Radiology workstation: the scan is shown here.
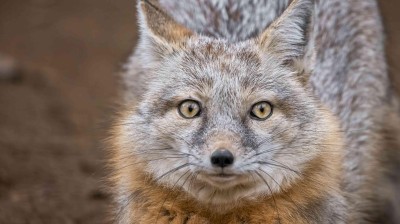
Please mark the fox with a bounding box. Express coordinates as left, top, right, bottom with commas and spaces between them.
108, 0, 400, 224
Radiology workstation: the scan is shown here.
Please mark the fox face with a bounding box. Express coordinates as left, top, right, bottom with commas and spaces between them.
120, 0, 341, 209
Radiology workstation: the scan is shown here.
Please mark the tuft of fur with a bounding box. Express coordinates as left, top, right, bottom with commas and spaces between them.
110, 0, 400, 224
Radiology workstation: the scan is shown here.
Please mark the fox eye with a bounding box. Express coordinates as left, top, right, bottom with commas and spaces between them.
250, 101, 272, 121
178, 100, 201, 119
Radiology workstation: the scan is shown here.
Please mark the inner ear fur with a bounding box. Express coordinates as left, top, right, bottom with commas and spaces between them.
139, 0, 193, 45
258, 0, 314, 63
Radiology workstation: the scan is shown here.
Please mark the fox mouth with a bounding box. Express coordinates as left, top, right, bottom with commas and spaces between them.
198, 172, 241, 187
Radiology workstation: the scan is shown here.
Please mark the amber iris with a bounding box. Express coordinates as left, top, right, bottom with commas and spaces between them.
250, 101, 272, 120
178, 100, 200, 119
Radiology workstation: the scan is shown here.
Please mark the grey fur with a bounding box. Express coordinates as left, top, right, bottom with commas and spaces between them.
113, 0, 398, 223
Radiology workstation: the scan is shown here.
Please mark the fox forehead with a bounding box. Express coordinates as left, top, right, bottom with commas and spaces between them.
151, 38, 297, 98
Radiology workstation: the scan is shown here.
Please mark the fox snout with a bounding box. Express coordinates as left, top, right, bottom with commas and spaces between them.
210, 149, 235, 168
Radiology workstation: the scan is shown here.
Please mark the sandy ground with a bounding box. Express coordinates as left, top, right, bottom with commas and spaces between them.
0, 0, 400, 224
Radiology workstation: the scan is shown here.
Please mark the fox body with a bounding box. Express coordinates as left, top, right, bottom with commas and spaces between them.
110, 0, 398, 224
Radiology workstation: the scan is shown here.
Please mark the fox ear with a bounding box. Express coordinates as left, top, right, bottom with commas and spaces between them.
258, 0, 314, 63
138, 0, 193, 51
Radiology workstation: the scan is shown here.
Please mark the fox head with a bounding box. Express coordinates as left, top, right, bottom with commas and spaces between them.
119, 0, 340, 210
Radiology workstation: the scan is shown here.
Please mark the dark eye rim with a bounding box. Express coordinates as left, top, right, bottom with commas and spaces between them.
249, 101, 274, 121
177, 99, 202, 119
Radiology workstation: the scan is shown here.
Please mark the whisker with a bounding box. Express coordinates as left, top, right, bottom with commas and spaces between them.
254, 171, 281, 223
155, 163, 193, 181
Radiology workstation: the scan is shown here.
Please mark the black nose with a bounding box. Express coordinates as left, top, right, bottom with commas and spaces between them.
211, 149, 235, 168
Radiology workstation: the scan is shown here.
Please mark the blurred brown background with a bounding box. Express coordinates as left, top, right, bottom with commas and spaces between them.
0, 0, 400, 224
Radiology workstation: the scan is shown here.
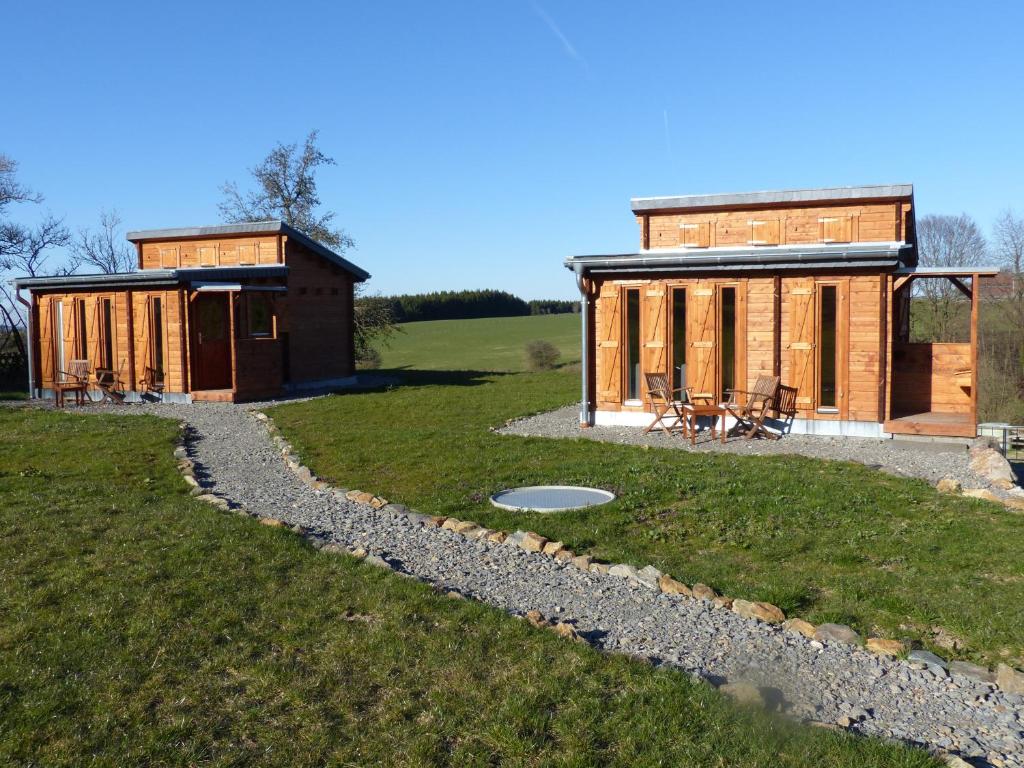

------------------------------------------------------------

## PROBLEM REQUIREMENTS
Render the lines above as a numbered list, omitting blank lines and pictures.

## REPLY TO THE TASK
1. Radiology workstation: the scan is shown here.
2. Please mark the fox with a bounding box. Express coordinates as left, top, right, bottom with commas and spaces between them.
3. 108, 0, 400, 224
4. Radiology workstation: the scan is shown here.
5. Please mark the fox face with a bounding box. Express coordinates as left, top, right, bottom with commas and spaces between them.
6. 120, 0, 341, 209
7. Radiology workstation: the scan is shown here.
8. Please mark the tuft of fur with a bounding box. Express coordinates as left, top, right, bottom with commas and spaces between them.
9. 110, 0, 400, 224
10. Radiology workstation: the scan is shown here.
11. Please mark the fox eye with a bounding box. Express coordinates as left, top, right, bottom with commas and spaces between them.
12. 250, 101, 272, 121
13. 178, 100, 201, 119
14. Radiology workstation: the scan is shown here.
15. Please mark the inner ear fur with a bounding box. Express coordinates as left, top, right, bottom with commas and spaces between them.
16. 139, 0, 193, 45
17. 258, 0, 314, 63
18. Radiology workstation: the scan is shown here.
19. Please mark the fox mouth with a bounding box. Express coordinates as left, top, right, bottom with commas and spaces between them.
20. 198, 172, 241, 187
21. Radiology workstation: the scan is shown here.
22. Please mark the amber iris with a bounding box. Express coordinates as left, top, right, bottom with commas and spaces between them.
23. 250, 101, 272, 120
24. 178, 100, 200, 119
25. Radiology workstation: the scan is shown here.
26. Please mark the grey fur with a bounding box. Express coordinates as left, top, right, bottom with commas and spaces between them.
27. 113, 0, 398, 223
28. Radiology workstation: the scan is shown here.
29. Please mark the fox forehead with a bounding box. Express coordinates as left, top, right, bottom with commas and spaces between them.
30. 151, 38, 297, 98
31. Radiology workstation: the scan is shown here.
32. Please mark the fox snout with a bounding box. Express coordinates as left, top, right, bottom with commas and spaces between them.
33. 210, 149, 235, 168
34. Radiology workstation: the scan is shown here.
35. Please mark the sandy ground with a bounding box. Express coordinates as left, top, right, bottom with commas and spaces between them.
36. 0, 0, 400, 224
37. Radiology workstation: the scan is shown here.
38. Please mark the fox body with a bounding box. Express coordinates as left, top, right, bottom with commas and spaces between them.
39. 110, 0, 398, 224
40. Radiology workstation: the scan is shown here.
41. Please mark the fox ear with a bounding box. Express coordinates as left, top, right, bottom with commas and spaces between them.
42. 258, 0, 314, 63
43. 138, 0, 193, 51
44. Radiology workstation: the scan is shown here.
45. Please mark the fox head with a bounding box. Express coordinates as left, top, right, bottom with commas and spaces between them.
46. 119, 0, 340, 210
47. Radiology workstation: the scan is shown here.
48. Please mark the dark eye rim with a bounding box. Express coordinates as left, top, right, bottom with commas and spaces between them.
49. 249, 101, 274, 121
50. 177, 99, 202, 119
51. Radiology workstation: the scan is shown here.
52. Please mark the whisker with a bounding box. Express coordinates as left, top, right, bottom with commas and spaces between them.
53. 254, 171, 281, 223
54. 155, 163, 193, 181
55. Radiology workstation: the scan is shown here.
56. Please mark the black nose with a bounding box. Express coordinates as left, top, right, bottom with commas and spaces between them.
57. 211, 149, 235, 168
58. Radiology workstation: the scan is shown here.
59. Please mark the blurred brown background with a bounding box. Express coordinates as left, top, right, bottom with commas and spaces between them.
60. 0, 0, 400, 224
61. Radiology workstation: the scan is shown here.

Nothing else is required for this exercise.